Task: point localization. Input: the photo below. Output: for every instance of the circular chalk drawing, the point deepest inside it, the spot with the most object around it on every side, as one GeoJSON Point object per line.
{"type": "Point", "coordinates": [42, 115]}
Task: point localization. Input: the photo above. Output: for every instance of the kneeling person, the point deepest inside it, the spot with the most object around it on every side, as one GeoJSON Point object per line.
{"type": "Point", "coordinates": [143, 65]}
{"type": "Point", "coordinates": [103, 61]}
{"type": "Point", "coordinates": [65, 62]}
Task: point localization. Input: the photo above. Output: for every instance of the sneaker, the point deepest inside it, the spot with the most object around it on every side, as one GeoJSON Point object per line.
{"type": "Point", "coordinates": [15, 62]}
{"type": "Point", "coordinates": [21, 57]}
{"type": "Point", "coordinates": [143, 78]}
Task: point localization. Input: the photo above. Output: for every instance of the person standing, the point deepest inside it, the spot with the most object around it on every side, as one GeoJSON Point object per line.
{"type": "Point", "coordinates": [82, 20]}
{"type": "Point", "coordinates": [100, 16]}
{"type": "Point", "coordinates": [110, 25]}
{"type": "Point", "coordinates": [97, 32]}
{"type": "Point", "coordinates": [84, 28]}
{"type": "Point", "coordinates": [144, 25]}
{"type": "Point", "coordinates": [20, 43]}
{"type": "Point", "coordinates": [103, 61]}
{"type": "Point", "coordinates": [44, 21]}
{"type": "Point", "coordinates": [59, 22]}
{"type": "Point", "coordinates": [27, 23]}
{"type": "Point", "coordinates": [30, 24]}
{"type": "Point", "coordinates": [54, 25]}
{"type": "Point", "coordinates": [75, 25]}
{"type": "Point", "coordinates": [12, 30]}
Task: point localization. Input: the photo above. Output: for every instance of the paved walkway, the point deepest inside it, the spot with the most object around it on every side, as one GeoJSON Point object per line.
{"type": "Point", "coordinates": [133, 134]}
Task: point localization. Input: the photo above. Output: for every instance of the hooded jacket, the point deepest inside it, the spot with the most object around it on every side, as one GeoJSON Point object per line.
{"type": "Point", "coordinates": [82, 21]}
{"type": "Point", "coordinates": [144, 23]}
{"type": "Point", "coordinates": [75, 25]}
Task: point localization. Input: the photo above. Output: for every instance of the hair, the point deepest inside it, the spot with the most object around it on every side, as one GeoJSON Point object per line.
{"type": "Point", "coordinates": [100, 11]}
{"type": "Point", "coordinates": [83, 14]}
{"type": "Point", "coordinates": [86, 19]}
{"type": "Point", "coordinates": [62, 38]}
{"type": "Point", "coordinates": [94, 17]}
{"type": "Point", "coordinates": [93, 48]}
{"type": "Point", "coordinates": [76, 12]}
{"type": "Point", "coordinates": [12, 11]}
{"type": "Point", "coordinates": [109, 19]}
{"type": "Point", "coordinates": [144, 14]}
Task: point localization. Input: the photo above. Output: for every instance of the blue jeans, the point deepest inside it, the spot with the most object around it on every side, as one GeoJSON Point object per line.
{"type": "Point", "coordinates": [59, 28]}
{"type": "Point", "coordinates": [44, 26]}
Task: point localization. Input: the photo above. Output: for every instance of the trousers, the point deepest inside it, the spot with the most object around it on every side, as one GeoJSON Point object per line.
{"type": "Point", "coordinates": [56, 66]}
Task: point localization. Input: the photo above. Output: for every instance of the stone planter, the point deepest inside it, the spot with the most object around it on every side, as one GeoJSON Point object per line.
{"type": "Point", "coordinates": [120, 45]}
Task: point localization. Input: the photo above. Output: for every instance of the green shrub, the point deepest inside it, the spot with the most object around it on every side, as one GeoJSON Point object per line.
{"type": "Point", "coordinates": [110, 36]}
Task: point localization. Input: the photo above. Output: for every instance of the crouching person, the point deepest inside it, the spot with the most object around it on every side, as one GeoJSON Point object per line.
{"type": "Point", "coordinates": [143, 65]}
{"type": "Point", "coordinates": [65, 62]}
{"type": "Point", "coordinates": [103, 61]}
++++++++
Required action: Set down the whole of the material again, exactly.

Solution to the exercise:
Task: point localization. Input: the photo below. Output: for every instance of the circular chalk drawing, the point deepest inside it, the spot with the most object around it on every side, as one GeoJSON Point object per line.
{"type": "Point", "coordinates": [42, 115]}
Task: point localization. Input: the photo above. Output: for every instance of the kneeling person, the point deepest inside it, the spot with the most object around it on every side, as one GeoJSON Point object per line.
{"type": "Point", "coordinates": [143, 65]}
{"type": "Point", "coordinates": [103, 61]}
{"type": "Point", "coordinates": [65, 62]}
Task: point localization. Input: the photo above. Output: for every instance of the sneaker, the point deepest inside it, the spot with the most object around it on every side, as one GeoJSON Point object per line.
{"type": "Point", "coordinates": [15, 62]}
{"type": "Point", "coordinates": [21, 57]}
{"type": "Point", "coordinates": [143, 78]}
Task: point localization. Input: the photo above. Output: for every instance of the person standing, the point deepest inside it, the spot with the most object around it on every side, as one GeoJSON Point object per line.
{"type": "Point", "coordinates": [82, 20]}
{"type": "Point", "coordinates": [100, 16]}
{"type": "Point", "coordinates": [110, 25]}
{"type": "Point", "coordinates": [97, 32]}
{"type": "Point", "coordinates": [84, 28]}
{"type": "Point", "coordinates": [144, 25]}
{"type": "Point", "coordinates": [20, 43]}
{"type": "Point", "coordinates": [103, 61]}
{"type": "Point", "coordinates": [44, 21]}
{"type": "Point", "coordinates": [59, 22]}
{"type": "Point", "coordinates": [27, 23]}
{"type": "Point", "coordinates": [30, 24]}
{"type": "Point", "coordinates": [54, 25]}
{"type": "Point", "coordinates": [75, 25]}
{"type": "Point", "coordinates": [12, 30]}
Task: point localization. Input: the photo above. Output: for every instance of the paved walkway, the point deepest inside it, the spot with the most object around it on every side, as one GeoJSON Point object per line.
{"type": "Point", "coordinates": [133, 134]}
Task: point localization. Input: the photo above. Output: for every instance of the hooded jacket, the point deepest inside it, the spot with the most object around it on every side, as one GeoJSON Point object per line.
{"type": "Point", "coordinates": [82, 21]}
{"type": "Point", "coordinates": [144, 23]}
{"type": "Point", "coordinates": [75, 25]}
Task: point localization. Input: the photo above. Output: for every instance of the hair, the point deepest inside it, the spot with the most object around it on every side, as one GeoJSON Point object per line.
{"type": "Point", "coordinates": [100, 11]}
{"type": "Point", "coordinates": [83, 14]}
{"type": "Point", "coordinates": [86, 19]}
{"type": "Point", "coordinates": [62, 38]}
{"type": "Point", "coordinates": [94, 17]}
{"type": "Point", "coordinates": [93, 48]}
{"type": "Point", "coordinates": [76, 12]}
{"type": "Point", "coordinates": [12, 11]}
{"type": "Point", "coordinates": [109, 19]}
{"type": "Point", "coordinates": [144, 14]}
Task: point localization. Input: the photo above. Output: for every instance of the blue jeans, the point deepest inside it, the spot with the most object around it on every side, as one GeoJSON Point object per line.
{"type": "Point", "coordinates": [59, 28]}
{"type": "Point", "coordinates": [44, 26]}
Task: point localization. Input: the photo above. Output: for every instance of the trousers, the point deepest inside it, the spot with the most object around it on every side, as one GeoJSON Point object per line.
{"type": "Point", "coordinates": [56, 66]}
Task: point localization. Input: the photo above. Output: for every instance of the stone planter, the point deepest inside it, the spot with the most object around it on every side, as one GeoJSON Point object per line.
{"type": "Point", "coordinates": [120, 45]}
Task: point localization. Input: the photo above. Output: for every instance of the green shrub, the point deepest inside it, the spot with the most object around it on every side, as one GeoJSON Point object per line.
{"type": "Point", "coordinates": [110, 36]}
Task: point localization. Input: the photo above. Output: for every instance of the crouching person, the point deepest inside it, the spot with the most object around it on every side, as one GeoJSON Point object per line.
{"type": "Point", "coordinates": [143, 65]}
{"type": "Point", "coordinates": [65, 62]}
{"type": "Point", "coordinates": [103, 61]}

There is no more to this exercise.